• **Written exercise**:
Below is a set of records. Repeat all of them exactly.

• **Data for this exercise**:
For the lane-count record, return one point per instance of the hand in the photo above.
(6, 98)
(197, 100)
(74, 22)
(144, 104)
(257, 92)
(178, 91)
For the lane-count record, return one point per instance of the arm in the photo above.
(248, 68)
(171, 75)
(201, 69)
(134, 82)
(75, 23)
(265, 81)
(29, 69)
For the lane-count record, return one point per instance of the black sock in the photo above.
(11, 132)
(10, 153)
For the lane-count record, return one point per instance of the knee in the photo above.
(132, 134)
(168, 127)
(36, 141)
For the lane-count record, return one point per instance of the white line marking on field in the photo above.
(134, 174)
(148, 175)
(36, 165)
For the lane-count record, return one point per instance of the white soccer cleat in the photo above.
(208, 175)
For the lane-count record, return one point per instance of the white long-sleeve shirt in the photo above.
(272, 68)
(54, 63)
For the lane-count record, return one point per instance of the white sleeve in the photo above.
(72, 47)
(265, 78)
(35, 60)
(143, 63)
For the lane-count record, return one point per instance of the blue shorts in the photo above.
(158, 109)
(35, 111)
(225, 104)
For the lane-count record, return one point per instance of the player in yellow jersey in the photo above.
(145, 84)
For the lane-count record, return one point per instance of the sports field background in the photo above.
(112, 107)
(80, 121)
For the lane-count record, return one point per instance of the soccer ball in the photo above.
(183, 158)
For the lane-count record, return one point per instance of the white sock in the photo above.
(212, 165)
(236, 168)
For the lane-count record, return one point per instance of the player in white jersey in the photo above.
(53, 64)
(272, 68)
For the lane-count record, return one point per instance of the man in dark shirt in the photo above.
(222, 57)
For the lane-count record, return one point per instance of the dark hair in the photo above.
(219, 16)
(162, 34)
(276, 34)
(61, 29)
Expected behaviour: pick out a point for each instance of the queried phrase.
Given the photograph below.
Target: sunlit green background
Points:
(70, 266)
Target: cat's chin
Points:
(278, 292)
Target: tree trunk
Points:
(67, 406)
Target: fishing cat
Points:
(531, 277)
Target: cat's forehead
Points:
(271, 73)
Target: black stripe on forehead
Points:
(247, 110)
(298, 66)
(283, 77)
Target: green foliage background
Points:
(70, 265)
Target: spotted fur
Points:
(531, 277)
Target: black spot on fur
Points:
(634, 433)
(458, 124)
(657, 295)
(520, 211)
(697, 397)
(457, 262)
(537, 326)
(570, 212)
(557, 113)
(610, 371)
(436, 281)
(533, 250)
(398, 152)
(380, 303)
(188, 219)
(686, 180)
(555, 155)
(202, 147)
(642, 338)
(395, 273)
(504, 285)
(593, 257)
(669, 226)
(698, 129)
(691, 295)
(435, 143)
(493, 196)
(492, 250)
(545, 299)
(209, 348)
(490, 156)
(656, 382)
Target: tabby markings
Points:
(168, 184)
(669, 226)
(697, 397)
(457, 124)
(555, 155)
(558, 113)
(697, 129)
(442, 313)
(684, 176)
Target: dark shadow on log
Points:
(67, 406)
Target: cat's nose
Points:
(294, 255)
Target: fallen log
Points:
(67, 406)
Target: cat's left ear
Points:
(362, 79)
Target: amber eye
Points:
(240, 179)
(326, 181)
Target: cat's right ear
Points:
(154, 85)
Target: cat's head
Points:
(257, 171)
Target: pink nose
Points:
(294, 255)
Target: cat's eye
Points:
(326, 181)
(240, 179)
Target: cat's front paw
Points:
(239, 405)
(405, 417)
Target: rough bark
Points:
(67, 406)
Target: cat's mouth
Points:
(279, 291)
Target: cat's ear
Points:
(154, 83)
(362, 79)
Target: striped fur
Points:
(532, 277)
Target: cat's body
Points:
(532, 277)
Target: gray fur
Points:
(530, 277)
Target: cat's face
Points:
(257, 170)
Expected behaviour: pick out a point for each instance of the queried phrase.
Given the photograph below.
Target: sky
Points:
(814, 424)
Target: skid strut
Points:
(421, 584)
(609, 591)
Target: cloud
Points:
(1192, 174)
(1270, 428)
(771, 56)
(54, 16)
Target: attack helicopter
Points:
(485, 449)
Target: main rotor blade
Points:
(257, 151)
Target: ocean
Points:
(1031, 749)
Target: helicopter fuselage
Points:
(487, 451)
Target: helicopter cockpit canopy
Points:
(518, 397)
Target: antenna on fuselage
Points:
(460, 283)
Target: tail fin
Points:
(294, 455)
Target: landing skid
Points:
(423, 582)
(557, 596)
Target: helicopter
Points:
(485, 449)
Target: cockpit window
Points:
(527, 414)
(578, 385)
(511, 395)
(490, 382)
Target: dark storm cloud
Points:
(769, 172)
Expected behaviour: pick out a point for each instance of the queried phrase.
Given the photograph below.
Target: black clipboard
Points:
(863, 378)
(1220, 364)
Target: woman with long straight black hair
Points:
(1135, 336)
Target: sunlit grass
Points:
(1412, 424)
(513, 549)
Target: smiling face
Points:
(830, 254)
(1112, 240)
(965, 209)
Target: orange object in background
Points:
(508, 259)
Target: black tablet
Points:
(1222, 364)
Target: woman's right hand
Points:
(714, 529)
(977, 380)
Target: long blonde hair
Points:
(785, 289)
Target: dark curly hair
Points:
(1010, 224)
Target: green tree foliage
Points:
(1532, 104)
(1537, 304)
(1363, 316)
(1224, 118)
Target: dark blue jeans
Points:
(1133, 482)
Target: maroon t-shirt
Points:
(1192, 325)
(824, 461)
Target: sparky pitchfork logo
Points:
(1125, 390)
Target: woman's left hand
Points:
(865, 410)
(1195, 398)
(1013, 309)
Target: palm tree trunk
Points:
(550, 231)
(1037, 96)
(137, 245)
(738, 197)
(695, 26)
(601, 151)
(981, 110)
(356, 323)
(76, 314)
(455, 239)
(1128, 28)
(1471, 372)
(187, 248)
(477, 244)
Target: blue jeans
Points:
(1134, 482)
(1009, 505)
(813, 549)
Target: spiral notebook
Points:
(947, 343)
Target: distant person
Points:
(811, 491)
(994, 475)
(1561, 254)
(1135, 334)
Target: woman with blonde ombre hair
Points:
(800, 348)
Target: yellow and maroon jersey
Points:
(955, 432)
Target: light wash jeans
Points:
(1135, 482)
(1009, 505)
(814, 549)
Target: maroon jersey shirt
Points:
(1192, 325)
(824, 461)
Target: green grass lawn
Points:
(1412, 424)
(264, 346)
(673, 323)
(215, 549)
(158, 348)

• **Exercise answer**:
For the lane-count record, return one point per instance of the hand in the photo above.
(6, 98)
(197, 100)
(74, 22)
(144, 104)
(257, 92)
(178, 91)
For the lane-count record, return one point per instance of the arm in the photo above.
(248, 68)
(171, 75)
(201, 69)
(134, 82)
(75, 23)
(265, 81)
(29, 69)
For the lane-count record, return one point per instance of the black sock in the photo above.
(11, 132)
(10, 153)
For the lane-count record, return one point per instance of the knee in the photo above.
(132, 134)
(168, 127)
(36, 141)
For the lane-count record, return one point per instance of the white line marking on field in the photo above.
(134, 174)
(148, 175)
(36, 165)
For the lane-count record, return one point per instance of the white soccer cleat in the photo above.
(208, 175)
For the lane-count record, return one point per instance of the white long-sleeve shirt in the photo above.
(272, 68)
(54, 63)
For the lane-count record, return one point per instance of the white sleeve in the photo above.
(72, 47)
(265, 78)
(35, 60)
(143, 63)
For the lane-count record, return one point per instance of the blue shorts in the photo above.
(158, 109)
(35, 111)
(225, 104)
For the lane-count record, return one point per instance of the player in yellow jersey in the photo above.
(145, 84)
For the lane-count record, return one point per instance of the sports field background in the photo above.
(112, 107)
(80, 121)
For the lane-count record, return one point per instance of the soccer ball in the photo above.
(183, 158)
For the lane-count record, return one point per instance of the white sock in the photo above.
(212, 165)
(236, 168)
For the lane-count record, return one point per instance of the player in white jersey in the photo above.
(53, 64)
(272, 68)
For the lane-count record, return one point per instance of the man in dark shirt in the photo above.
(222, 57)
For the lane-count record, return one point per instance of the dark hair in the photo above.
(219, 16)
(162, 34)
(276, 34)
(61, 29)
Expected behaviour: pick out a point for each instance of the queried phrase.
Given the photograph below.
Target: sunlit green background
Points:
(70, 266)
Target: cat's chin
Points:
(278, 292)
Target: tree trunk
Points:
(67, 406)
Target: fishing cat
Points:
(531, 277)
Target: cat's forehead
Points:
(271, 73)
Target: black stripe on forehead
Points:
(247, 110)
(298, 66)
(283, 77)
Target: green foliage background
Points:
(70, 265)
Target: spotted fur
Points:
(531, 277)
Target: black spot on fur
Points:
(634, 433)
(458, 124)
(657, 295)
(520, 211)
(697, 397)
(457, 262)
(537, 326)
(570, 212)
(557, 113)
(610, 371)
(436, 281)
(533, 250)
(398, 152)
(380, 303)
(188, 219)
(686, 180)
(555, 155)
(202, 147)
(642, 338)
(395, 273)
(504, 285)
(593, 257)
(669, 226)
(698, 129)
(691, 295)
(435, 143)
(493, 196)
(492, 250)
(545, 299)
(209, 348)
(490, 156)
(656, 382)
Target: tabby markings
Points:
(168, 184)
(669, 226)
(697, 397)
(457, 124)
(555, 155)
(558, 113)
(697, 129)
(442, 313)
(684, 176)
Target: dark shadow on log
Points:
(67, 406)
Target: cat's nose
Points:
(294, 255)
Target: fallen log
Points:
(67, 406)
Target: cat's left ear
Points:
(362, 79)
Target: amber eye
Points:
(240, 179)
(326, 181)
Target: cat's right ear
Points:
(154, 85)
Target: cat's head
Points:
(257, 171)
Target: pink nose
Points:
(294, 255)
Target: cat's eye
Points:
(326, 181)
(240, 179)
Target: cat's front paw
Points:
(239, 405)
(405, 417)
Target: rough bark
Points:
(67, 406)
Target: cat's mouth
Points:
(279, 291)
Target: cat's ear
Points:
(154, 83)
(362, 79)
Target: striped fur
Points:
(532, 277)
Target: cat's body
Points:
(532, 277)
Target: gray fur
Points:
(530, 277)
Target: cat's face
Points:
(257, 170)
Expected behaviour: pick out a point for each instance of the queried phrase.
Given the photograph below.
Target: sky
Points:
(814, 424)
Target: skid strut
Points:
(421, 584)
(609, 591)
Target: cloud
Points:
(1192, 174)
(1270, 428)
(771, 56)
(54, 16)
Target: attack helicopter
Points:
(485, 449)
Target: main rotor blade
Points:
(257, 151)
Target: ocean
Points:
(1031, 749)
Target: helicopter fuselage
Points:
(487, 451)
Target: helicopter cockpit canopy
Points:
(518, 397)
Target: antenna on fuselage
Points:
(460, 283)
Target: tail fin
Points:
(294, 455)
Target: landing skid
Points:
(423, 582)
(557, 596)
Target: helicopter
Points:
(485, 449)
Target: cockpit window
Points:
(527, 414)
(578, 385)
(511, 395)
(490, 382)
Target: dark storm cloud
Points:
(769, 172)
Expected behaviour: pick out a point for each instance of the queried phrase.
Given the photograph below.
Target: black clipboard
Points:
(863, 378)
(1220, 364)
Target: woman with long straight black hair
Points:
(1135, 336)
Target: sunlit grass
Points:
(1412, 424)
(513, 549)
Target: smiling face
Points:
(830, 254)
(1112, 240)
(965, 209)
Target: orange object in background
Points:
(508, 259)
Target: black tablet
Points:
(1222, 364)
Target: woman's right hand
Points:
(714, 529)
(977, 380)
Target: long blonde hair
Points:
(785, 289)
Target: dark curly hair
Points:
(1010, 224)
Target: green tree foliage
Points:
(1532, 104)
(1537, 304)
(1363, 316)
(1224, 118)
Target: dark blue jeans
Points:
(1133, 482)
Target: maroon t-shirt
Points:
(1192, 325)
(824, 461)
Target: sparky pitchfork logo
Points:
(1125, 390)
Target: woman's left hand
Points:
(865, 410)
(1195, 398)
(1013, 309)
Target: palm tree trunk
Points:
(550, 231)
(1037, 96)
(137, 245)
(738, 197)
(695, 26)
(601, 151)
(981, 110)
(356, 323)
(76, 314)
(455, 239)
(1128, 28)
(1471, 372)
(187, 248)
(477, 244)
Target: blue jeans
Points:
(1134, 482)
(1009, 505)
(813, 549)
Target: spiral notebook
Points:
(947, 343)
Target: distant person
Points:
(811, 491)
(994, 475)
(1561, 254)
(1135, 334)
Target: woman with blonde ombre hair
Points:
(800, 348)
Target: yellow and maroon jersey
Points:
(955, 432)
Target: light wash jeans
Points:
(1135, 482)
(1009, 505)
(814, 549)
Target: maroon jersey shirt
Points:
(1192, 325)
(824, 461)
Target: green grass lawn
Points:
(1412, 424)
(264, 346)
(673, 323)
(215, 549)
(158, 348)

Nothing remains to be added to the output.